What to work on
Copy out the data below verbatim.

[Point labeling dataset excerpts]
##########

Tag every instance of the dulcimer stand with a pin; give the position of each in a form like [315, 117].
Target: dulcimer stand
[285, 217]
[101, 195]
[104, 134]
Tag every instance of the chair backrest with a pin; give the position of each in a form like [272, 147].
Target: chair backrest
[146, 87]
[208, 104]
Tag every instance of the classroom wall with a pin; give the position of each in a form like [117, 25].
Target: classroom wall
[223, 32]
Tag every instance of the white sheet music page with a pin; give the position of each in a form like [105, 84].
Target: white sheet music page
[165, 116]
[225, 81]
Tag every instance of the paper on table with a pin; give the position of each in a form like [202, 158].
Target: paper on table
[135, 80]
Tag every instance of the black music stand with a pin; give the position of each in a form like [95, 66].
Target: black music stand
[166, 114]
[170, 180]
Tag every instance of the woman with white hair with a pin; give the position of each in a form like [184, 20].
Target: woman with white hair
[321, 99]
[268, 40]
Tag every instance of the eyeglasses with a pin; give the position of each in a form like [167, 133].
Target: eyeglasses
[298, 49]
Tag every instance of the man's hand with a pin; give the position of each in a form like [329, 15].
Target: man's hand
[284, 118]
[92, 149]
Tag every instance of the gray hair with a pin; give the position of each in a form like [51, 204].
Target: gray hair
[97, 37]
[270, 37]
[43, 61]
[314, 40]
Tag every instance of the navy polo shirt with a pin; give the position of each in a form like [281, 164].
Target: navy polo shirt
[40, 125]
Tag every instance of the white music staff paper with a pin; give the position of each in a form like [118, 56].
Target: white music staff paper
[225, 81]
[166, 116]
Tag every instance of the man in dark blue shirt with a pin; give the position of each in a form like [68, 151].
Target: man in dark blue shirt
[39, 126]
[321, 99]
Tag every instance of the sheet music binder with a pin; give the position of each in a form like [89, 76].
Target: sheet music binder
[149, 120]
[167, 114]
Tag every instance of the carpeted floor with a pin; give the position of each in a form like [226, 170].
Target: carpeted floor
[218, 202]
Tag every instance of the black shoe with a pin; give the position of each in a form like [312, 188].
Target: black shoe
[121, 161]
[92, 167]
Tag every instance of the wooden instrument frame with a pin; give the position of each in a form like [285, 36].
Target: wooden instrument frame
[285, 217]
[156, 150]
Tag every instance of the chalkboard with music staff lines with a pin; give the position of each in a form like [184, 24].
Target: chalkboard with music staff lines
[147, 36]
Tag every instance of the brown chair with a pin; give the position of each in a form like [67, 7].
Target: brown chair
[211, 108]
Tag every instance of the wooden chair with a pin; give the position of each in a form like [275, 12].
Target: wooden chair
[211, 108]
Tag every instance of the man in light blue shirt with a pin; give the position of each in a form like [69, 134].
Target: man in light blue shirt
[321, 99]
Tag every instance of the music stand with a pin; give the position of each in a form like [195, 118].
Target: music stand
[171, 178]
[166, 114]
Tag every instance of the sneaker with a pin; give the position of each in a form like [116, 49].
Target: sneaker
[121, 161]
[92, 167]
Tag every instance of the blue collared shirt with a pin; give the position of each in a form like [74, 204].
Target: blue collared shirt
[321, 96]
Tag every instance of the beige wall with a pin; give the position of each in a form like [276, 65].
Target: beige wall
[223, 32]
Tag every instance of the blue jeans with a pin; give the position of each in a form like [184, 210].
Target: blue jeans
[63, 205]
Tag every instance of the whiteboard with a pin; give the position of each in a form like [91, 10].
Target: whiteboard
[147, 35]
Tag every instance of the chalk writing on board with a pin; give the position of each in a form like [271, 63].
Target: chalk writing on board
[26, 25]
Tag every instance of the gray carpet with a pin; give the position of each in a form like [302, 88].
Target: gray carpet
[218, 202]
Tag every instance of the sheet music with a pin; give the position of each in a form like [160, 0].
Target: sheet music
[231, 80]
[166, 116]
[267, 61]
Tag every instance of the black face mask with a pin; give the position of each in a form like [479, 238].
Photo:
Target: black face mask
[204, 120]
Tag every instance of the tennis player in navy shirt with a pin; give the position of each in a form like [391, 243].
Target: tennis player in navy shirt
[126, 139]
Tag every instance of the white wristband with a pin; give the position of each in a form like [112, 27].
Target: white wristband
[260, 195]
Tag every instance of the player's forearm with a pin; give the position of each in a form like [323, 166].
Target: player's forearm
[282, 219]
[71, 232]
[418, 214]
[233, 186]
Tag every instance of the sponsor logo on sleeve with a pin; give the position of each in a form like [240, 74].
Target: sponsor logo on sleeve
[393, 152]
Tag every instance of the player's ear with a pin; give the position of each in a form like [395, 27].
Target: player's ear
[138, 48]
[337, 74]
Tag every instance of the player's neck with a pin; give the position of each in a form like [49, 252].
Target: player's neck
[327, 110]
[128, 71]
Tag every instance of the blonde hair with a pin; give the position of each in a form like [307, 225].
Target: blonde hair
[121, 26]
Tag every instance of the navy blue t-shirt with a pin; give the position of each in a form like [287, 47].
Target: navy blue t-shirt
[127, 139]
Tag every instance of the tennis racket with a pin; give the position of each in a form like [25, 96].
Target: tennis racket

##########

Finished task
Tag every instance of the dulcimer stand with a pin; give the position of each in a form like [315, 117].
Target: dulcimer stand
[285, 217]
[101, 195]
[104, 134]
Tag every instance of the chair backrest with a pin; give the position of each in a form like [272, 147].
Target: chair backrest
[146, 87]
[208, 104]
Tag every instance of the classroom wall with a pin; give the position of each in a form like [117, 25].
Target: classroom wall
[223, 32]
Tag every instance of the white sheet music page with a pin; give the position of each in a form like [105, 84].
Target: white sheet music page
[165, 116]
[225, 81]
Tag every instance of the paper on table with a pin; give the position of each in a form like [202, 158].
Target: paper on table
[135, 80]
Tag every instance of the black music stand with a pin; give the position of each in a form like [95, 66].
Target: black music stand
[166, 114]
[170, 180]
Tag every instance of the woman with white hair with a pin; give the position of each in a form like [184, 20].
Target: woman with white hair
[321, 99]
[268, 40]
Tag every instance of the eyeglasses with a pin; give the position of each in a form like [167, 133].
Target: eyeglasses
[298, 49]
Tag every instance of the man's hand with a pin; give the position of each in a form like [329, 15].
Target: man's hand
[284, 118]
[92, 149]
Tag every instance of the gray hair with a pin; give the position of each in a form like [51, 204].
Target: gray hair
[97, 37]
[270, 37]
[43, 61]
[314, 40]
Tag every instance of the navy polo shirt with a pin; give the position of each in a form like [281, 164].
Target: navy polo shirt
[40, 125]
Tag every instance of the white music staff paper with a pin; give the position of each in a form like [118, 56].
Target: white music staff paper
[225, 81]
[166, 116]
Tag every instance of the man in dark blue shirt with a pin; give the position of each in a form like [68, 151].
Target: man in dark blue shirt
[39, 126]
[321, 99]
Tag every instance of the sheet music binder with a pin; give the position of each in a form like [89, 76].
Target: sheet music binder
[149, 120]
[167, 114]
Tag every instance of the carpeted floor with a pin; give the position of each in a form like [226, 170].
Target: carpeted floor
[218, 202]
Tag every instance of the black shoe with a pin; give the position of each in a form like [312, 188].
Target: black shoe
[121, 161]
[92, 167]
Tag every instance of the wooden instrument frame with a pin; give the position of each in a form like [285, 36].
Target: wooden instrument frame
[285, 217]
[156, 150]
Tag every instance of the chalkboard with music staff lines with a pin; give the position of each in a form like [184, 24].
Target: chalkboard with music staff lines
[147, 36]
Tag every instance of the brown chair with a pin; give the position of each in a form like [67, 7].
Target: brown chair
[211, 108]
Tag every instance of the wooden chair with a pin; give the position of each in a form like [275, 12].
Target: wooden chair
[211, 108]
Tag every instance of the man in light blue shirt with a pin; give the position of each in a form like [69, 134].
Target: man in light blue shirt
[321, 99]
Tag every instance of the music stand with a pin; give the position of each in a form like [195, 118].
Target: music stand
[171, 178]
[166, 114]
Tag every instance of the sneaker with a pin; give the position of each in a form like [116, 49].
Target: sneaker
[121, 161]
[92, 167]
Tag every instance of the blue collared shirt with a pin; give the position of each in a form like [74, 204].
Target: blue collared shirt
[321, 96]
Tag every instance of the beige wall with a pin; give the position of each in a form like [276, 65].
Target: beige wall
[223, 32]
Tag every instance of the blue jeans with a pin; give the position of each in a form like [184, 210].
Target: blue jeans
[63, 205]
Tag every instance of the whiteboard with a pin; give the position of each in a form like [91, 10].
Target: whiteboard
[147, 35]
Tag every instance of the chalk writing on board with a pin; give the position of each in a form like [271, 63].
Target: chalk writing on board
[26, 25]
Tag every instance of the gray carpet with a pin; give the position of each in a form like [302, 88].
Target: gray carpet
[218, 202]
Tag every instance of the sheet music with a pin; give the position of each in a form like [160, 0].
Target: sheet music
[231, 80]
[166, 116]
[267, 61]
Tag every instance of the black face mask with a pin; give the position of each in a form like [479, 238].
Photo:
Target: black face mask
[204, 120]
Tag every instance of the tennis player in navy shirt with a pin; give the position of each in a form like [391, 243].
Target: tennis player in navy shirt
[126, 139]
Tag every instance of the white wristband with a pin; give the position of each in a form like [112, 27].
Target: white wristband
[260, 195]
Tag every instance of the player's forearm with a pin; give the position of each in a form like [323, 166].
Target: player's forearm
[282, 219]
[71, 232]
[418, 214]
[233, 186]
Tag every instance of the sponsor logo on sleeve with a pin; give the position of each in a form like [240, 74].
Target: sponsor logo on sleeve
[393, 152]
Tag every instance of the player's ear with a pin; give the position of each in a form like [395, 27].
Target: player's ear
[138, 48]
[337, 74]
Tag every instance of the player's neck with a pin; give the position of each in a form like [49, 252].
Target: player's neck
[327, 110]
[128, 71]
Tag every instance of the blonde hair with a pin; give the position of each in a form like [307, 225].
Target: blonde hair
[121, 26]
Tag every instance of the navy blue t-shirt with a pin; give the position of each in a form like [287, 47].
Target: navy blue t-shirt
[127, 139]
Tag every instance of the tennis racket with a pin; give the position of each in a form like [25, 96].
Target: tennis racket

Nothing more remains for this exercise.